• _What the exercise asks_:
Reproduce the lines below word for word, starting at the one containing "request | drop a dot on each instance of the beach" and ending at the final line.

━━━━━ Data records ━━━━━

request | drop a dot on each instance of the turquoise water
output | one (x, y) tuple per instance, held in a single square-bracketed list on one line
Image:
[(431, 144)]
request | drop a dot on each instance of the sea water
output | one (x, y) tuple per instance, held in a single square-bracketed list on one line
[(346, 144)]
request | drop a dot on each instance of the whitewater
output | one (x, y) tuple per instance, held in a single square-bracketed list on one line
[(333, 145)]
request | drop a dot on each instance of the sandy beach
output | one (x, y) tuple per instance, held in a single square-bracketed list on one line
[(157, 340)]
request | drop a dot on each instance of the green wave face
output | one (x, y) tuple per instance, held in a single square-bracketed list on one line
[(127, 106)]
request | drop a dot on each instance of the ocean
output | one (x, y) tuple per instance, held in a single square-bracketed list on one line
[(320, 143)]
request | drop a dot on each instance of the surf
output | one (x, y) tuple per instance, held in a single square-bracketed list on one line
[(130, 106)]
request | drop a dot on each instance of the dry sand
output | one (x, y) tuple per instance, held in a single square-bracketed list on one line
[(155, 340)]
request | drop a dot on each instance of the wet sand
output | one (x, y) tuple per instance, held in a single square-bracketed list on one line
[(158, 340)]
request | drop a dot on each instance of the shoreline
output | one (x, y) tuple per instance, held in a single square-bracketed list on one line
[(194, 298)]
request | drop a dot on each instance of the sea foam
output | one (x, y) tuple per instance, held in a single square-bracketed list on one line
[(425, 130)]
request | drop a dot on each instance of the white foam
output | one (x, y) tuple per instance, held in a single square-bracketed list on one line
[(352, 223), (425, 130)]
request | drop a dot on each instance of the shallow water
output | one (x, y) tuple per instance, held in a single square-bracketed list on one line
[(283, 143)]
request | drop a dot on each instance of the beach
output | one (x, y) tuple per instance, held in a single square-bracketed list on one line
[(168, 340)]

━━━━━

• _Full answer_:
request | drop a dot on each instance of the beach
output | one (x, y) tuple per instance, held in a single square-bracketed list on one line
[(168, 340)]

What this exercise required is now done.